Go through the records and give each one again exactly.
+===+
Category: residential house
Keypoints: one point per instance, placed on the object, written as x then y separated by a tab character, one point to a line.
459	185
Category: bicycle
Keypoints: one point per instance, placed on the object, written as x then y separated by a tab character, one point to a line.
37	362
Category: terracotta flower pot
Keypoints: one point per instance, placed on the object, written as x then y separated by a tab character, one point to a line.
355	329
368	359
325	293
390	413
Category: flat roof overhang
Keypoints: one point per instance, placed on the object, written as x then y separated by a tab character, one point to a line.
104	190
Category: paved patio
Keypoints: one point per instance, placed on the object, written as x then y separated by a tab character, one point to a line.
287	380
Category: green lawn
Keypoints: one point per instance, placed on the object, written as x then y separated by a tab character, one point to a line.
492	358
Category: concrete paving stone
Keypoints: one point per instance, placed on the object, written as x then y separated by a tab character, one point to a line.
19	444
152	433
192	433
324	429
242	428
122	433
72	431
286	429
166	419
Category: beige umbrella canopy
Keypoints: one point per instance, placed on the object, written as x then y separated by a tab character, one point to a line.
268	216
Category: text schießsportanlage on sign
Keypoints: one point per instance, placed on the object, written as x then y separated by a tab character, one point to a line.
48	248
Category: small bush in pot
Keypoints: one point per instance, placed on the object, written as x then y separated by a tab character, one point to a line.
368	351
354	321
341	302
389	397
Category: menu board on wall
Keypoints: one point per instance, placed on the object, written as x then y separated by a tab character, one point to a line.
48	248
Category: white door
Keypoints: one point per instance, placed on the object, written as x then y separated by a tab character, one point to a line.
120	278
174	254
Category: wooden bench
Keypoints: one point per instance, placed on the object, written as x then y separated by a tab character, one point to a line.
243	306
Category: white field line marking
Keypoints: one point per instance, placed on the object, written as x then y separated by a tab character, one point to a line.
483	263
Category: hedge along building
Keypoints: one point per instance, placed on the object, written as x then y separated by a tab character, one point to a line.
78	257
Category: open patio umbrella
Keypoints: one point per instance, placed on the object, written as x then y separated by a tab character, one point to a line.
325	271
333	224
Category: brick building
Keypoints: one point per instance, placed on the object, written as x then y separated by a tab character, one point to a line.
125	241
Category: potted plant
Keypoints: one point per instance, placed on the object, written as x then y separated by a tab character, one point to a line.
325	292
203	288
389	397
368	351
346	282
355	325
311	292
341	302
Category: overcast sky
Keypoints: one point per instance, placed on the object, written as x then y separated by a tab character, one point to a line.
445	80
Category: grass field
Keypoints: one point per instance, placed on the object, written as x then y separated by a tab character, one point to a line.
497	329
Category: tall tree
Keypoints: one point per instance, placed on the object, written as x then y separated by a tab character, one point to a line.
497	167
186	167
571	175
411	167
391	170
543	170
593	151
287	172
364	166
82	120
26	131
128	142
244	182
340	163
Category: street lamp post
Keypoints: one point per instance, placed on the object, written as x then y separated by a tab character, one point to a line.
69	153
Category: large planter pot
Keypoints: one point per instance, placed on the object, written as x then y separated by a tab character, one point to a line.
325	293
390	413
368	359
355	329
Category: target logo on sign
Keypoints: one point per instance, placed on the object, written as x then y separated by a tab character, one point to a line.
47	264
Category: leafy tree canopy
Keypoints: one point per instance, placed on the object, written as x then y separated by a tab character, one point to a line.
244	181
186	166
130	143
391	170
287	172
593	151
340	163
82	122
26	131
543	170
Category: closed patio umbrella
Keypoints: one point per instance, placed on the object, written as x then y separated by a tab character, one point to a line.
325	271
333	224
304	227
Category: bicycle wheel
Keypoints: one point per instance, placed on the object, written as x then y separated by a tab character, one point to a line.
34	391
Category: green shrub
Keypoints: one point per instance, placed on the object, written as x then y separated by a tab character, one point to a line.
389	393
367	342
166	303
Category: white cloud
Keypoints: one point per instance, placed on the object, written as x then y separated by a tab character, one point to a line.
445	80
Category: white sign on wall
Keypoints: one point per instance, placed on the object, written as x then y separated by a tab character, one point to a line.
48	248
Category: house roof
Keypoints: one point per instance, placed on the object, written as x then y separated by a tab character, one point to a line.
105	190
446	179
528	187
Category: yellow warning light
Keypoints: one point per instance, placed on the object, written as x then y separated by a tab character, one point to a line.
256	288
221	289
+===+
▸ **Response**:
Category: residential house
Keypoints: one point per instance, placed on the object, written as x then y separated by a tab character, one point to a line.
459	185
Category: bicycle
Keypoints: one point per instance, placed on the object, written as x then y separated by a tab character, one point to a line.
37	362
Category: terracotta flower pot
Keypoints: one point per instance, placed on the object, written as x then y separated by a tab character, one point to a line.
355	329
368	359
325	293
390	413
Category: flat roof overhang
Keypoints: one point per instance, placed on the object, written as x then y separated by a tab character, one point to a line.
104	190
Category: paved patio
Keypoints: one point per instance, placed on the object, written as x then y separated by a tab character, one point to a line.
287	380
Category: green lawn
Keypoints: one point per instance, placed on the object, written as x then y separated by a tab character, one point to a line.
492	358
Category: concrete paving stone
Keypoints: one point per instance, placed on the object, written as x then y separated by a tab character, one point to a line.
19	444
152	433
192	433
324	429
242	428
122	433
72	431
286	429
166	419
Category: beige umbrella canopy
Keypoints: one point per instance, placed on the object, written as x then y separated by a tab character, one point to a line.
268	216
Category: text schießsportanlage on sign
Keypoints: one point per instance, placed on the object, written as x then y separated by a tab character, one point to a line.
48	248
Category: small bush in pot
Keypoints: one point per instance, placed on the object, written as x then y separated by a tab character, one point to a line.
368	351
354	321
341	302
389	397
Category: menu board on wall
Keypoints: one point per instance, placed on the object, written as x then y separated by a tab character, one point to a line.
48	248
Category: white door
Keypoints: one point per instance, placed on the object, written as x then y separated by a tab character, one point to a line.
120	278
174	254
Category: wooden bench
Keypoints: one point per instance, placed on the object, written as x then y separated by a tab character, one point to a line.
243	306
Category: white field line marking
Keypoints: one point per instance, placed on the object, written as x then y separated by a tab character, one point to a line.
483	263
Category: hedge along building
Keypoints: one point per instance, placed on the object, written as x then y separated by a tab character, one point to a line.
78	257
Category: open patio umbrella
Keypoints: one point per instance, placed on the object, written as x then y separated by a tab character, one point to a line.
325	271
333	224
Category: brick building
Keypoints: one point per instance, placed on the object, written as x then y separated by a tab character, one point to a line.
125	241
Category: potted plant
Keypoints: one point per instance, placed on the object, written as x then y separated by a tab character, one point to a line.
325	292
203	288
389	397
368	351
346	282
355	325
311	292
341	302
Category: overcast sky
Keypoints: one point per instance, placed on the object, written as x then y separated by a tab character, one point to a line.
445	80
Category: grass field
Keypoints: one point per instance, placed on the object, written as x then y separated by a tab character, one point to a line.
497	329
Category: tall tree
Keypoints: one point per instance, placed on the object, written as x then y separated by a tab character, one point to a line.
497	167
186	167
571	175
411	167
391	170
543	170
593	151
287	172
364	166
82	120
26	131
128	142
244	182
340	163
Category: street lamp post
Keypoints: one point per instance, placed on the object, written as x then y separated by a tab character, one point to a line.
69	153
Category: large planter pot
Keypoints: one point per instance, placed on the object, written as x then y separated by a tab character, one point to a line.
325	293
390	413
368	359
355	329
Category: target logo on sign
Keypoints: one point per instance, placed on the object, written as x then y separated by a tab character, one point to a line.
47	264
Category: leafy tree canopy
Keypoints: one point per instance, placed on the object, written as x then y separated by a tab character, one point to a line.
244	181
186	166
130	143
391	170
287	172
593	151
340	163
82	122
26	131
543	170
Category: closed patio umbrella
Keypoints: one point per instance, placed on the object, written as x then y separated by a tab character, one point to a line.
325	271
333	224
304	227
Category: bicycle wheel
Keypoints: one point per instance, placed on the object, written as x then y separated by a tab character, one point to a line.
34	391
Category: green shrub
Keypoints: one point per instance, placed on the object, written as x then y separated by a tab character, one point to a line.
389	393
367	342
166	303
Category: white cloud
Keypoints: one point per instance, placed on the object, written as x then y separated by a tab character, one point to a line.
445	80
Category: white sign on wall
Keypoints: one point per instance, placed on the object, written as x then y separated by a tab character, one point to a line.
48	248
Category: house roof
Keypoints: one point per instance, placed on the object, written as x then y separated by a tab character, one point to a line.
105	190
446	179
528	187
Category: yellow warning light
Keypoints: one point per instance, placed on the object, written as x then y separated by a tab character, one point to a line.
256	288
221	289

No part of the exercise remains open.